After the attacks of Sept. 11, 2001, John
Ashcroft, who was then attorney general, loosened restrictions on the
F.B.I.'s investigative powers, giving the bureau greater ability to
visit and monitor Web sites, mosques and other public entities in
developing terrorism leads. The bureau has used that authority to
investigate not only groups with suspected ties to foreign terrorists,
but also protest groups suspected of having links to violent or
disruptive activities.
But the documents, coming after the Bush
administration's confirmation that President Bush had authorized some
spying without warrants in fighting terrorism, prompted charges from
civil rights advocates that the government had improperly blurred the
line between terrorism and acts of civil disobedience and lawful
protest.
One F.B.I. document indicates that agents in
Indianapolis planned to conduct surveillance as part of a "Vegan
Community Project." Another document talks of the Catholic Workers
group's "semi-communistic ideology." A third indicates the bureau's
interest in determining the location of a protest over llama fur planned
by People for the Ethical Treatment of Animals.
The documents, provided to The New York Times
over the past week, came as part of a series of Freedom of Information
Act lawsuits brought by the American Civil Liberties Union. For more
than a year, the A.C.L.U. has been seeking access to information in
F.B.I. files on about 150 protest and social groups that it says may
have been improperly monitored.
The F.B.I. had previously turned over a small
number of documents on antiwar groups, showing the agency's interest in
investigating possible anarchist or violent links in connection with
antiwar protests and demonstrations in advance of the 2004 political
conventions. And earlier this month, the A.C.L.U.'s Colorado chapter
released similar documents involving, among other things, people
protesting logging practices at a lumber industry gathering in 2002.

* **WHAT THIS EXERCISE ASKS**:
1) In the text on F.B.I. monitoring of protest groups, whose Freedom of Information Act lawsuits led to the documents being released?
2) Rewrite the passage on F.B.I. monitoring of protest groups from "The F.B.I. had" to "gathering in 2002.", changing "lumber" to "timber".
3) Take the text on F.B.I. monitoring of protest groups further from its final sentence.
The listing comes from a separate source.

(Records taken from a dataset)
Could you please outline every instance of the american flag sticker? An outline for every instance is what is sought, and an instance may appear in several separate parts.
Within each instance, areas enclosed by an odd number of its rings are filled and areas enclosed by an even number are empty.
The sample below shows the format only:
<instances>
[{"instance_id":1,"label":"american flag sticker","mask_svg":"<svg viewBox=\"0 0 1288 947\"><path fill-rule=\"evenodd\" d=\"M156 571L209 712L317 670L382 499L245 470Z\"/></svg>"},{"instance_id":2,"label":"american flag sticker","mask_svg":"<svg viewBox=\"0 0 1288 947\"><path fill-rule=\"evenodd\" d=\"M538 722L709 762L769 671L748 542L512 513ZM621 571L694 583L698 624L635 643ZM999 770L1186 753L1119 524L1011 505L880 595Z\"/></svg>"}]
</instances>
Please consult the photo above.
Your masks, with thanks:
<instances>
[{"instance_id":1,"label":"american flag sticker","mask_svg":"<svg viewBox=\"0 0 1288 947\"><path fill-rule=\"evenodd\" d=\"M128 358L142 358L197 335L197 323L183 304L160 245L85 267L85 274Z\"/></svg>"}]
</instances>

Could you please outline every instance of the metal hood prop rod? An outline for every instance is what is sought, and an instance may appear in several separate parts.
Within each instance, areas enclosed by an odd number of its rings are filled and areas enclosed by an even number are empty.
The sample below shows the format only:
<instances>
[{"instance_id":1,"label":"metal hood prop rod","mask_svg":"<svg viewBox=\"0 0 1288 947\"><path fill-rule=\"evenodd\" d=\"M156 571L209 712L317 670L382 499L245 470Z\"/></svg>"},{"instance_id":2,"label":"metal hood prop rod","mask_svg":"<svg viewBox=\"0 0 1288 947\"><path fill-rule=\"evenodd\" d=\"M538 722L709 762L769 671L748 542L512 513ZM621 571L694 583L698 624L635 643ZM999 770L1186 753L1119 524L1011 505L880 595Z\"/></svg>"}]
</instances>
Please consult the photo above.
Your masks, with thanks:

* **LIST OF ANSWERS**:
1) The American Civil Liberties Union's.

2)
The F.B.I. had previously turned over a small
number of documents on antiwar groups, showing the agency's interest in
investigating possible anarchist or violent links in connection with
antiwar protests and demonstrations in advance of the 2004 political
conventions. And earlier this month, the A.C.L.U.'s Colorado chapter
released similar documents involving, among other things, people
protesting logging practices at a timber industry gathering in 2002.

3)
The latest batch of documents, parts of which the
A.C.L.U. plans to release publicly on Tuesday, totals more than 2,300
pages and centers on references in internal files to a handful of
groups, including PETA, the environmental group Greenpeace and the
Catholic Workers group, which promotes antipoverty efforts and social
causes.
Many of the investigative documents turned over
by the bureau are heavily edited, making it difficult or impossible to
determine the full context of the references and why the F.B.I. may have
been discussing events like a PETA protest. F.B.I. officials say many of
the references may be much more benign than they seem to civil rights
advocates, adding that the documents offer an incomplete and sometimes
misleading snapshot of the bureau's activities.
"Just being referenced in an F.B.I. file is not
tantamount to being the subject of an investigation," said John Miller,
a spokesman for the bureau.
"The F.B.I. does not target individuals or
organizations for investigation based on their political beliefs," Mr.
Miller said. "Everything we do is carefully promulgated by federal law,
Justice Department guidelines and the F.B.I.'s own rules."
A.C.L.U officials said the latest batch of
documents released by the F.B.I. indicated the agency's interest in a
broader array of activist and protest groups than they had previously
thought. In light of other recent disclosures about domestic
surveillance activities by the National Security Agency and military
intelligence units, the A.C.L.U. said the documents reflected a pattern
of overreaching by the Bush administration.
"It's clear that this administration has engaged
every possible agency, from the Pentagon to N.S.A. to the F.B.I., to
engage in spying on Americans," said Ann Beeson, associate legal
director for the A.C.L.U.
"You look at these documents," Ms. Beeson said,
"and you think, wow, we have really returned to the days of J. Edgar
Hoover, when you see in F.B.I. files that they're talking about a group
like the Catholic Workers league as having a communist ideology."
The documents indicate that in some cases, the
F.B.I. has used employees, interns and other confidential informants
within groups like PETA and Greenpeace to develop leads on potential
criminal activity and has downloaded material from the groups' Web
sites, in addition to monitoring their protests.
In the case of Greenpeace, which is known for
highly publicized acts of civil disobedience like the boarding of cargo
ships to unfurl protest banners, the files indicate that the F.B.I.
investigated possible financial ties between its members and militant
groups like the Earth Liberation Front and the Animal Liberation Front.
These networks, which have no declared leaders
and are only loosely organized, have been described by the F.B.I. in
Congressional testimony as "extremist special interest groups" whose
cells engage in violent or other illegal acts, making them "a serious
domestic terrorist threat."
In testimony last year, John E. Lewis, deputy
assistant director of the counterterrorism division, said the F.B.I.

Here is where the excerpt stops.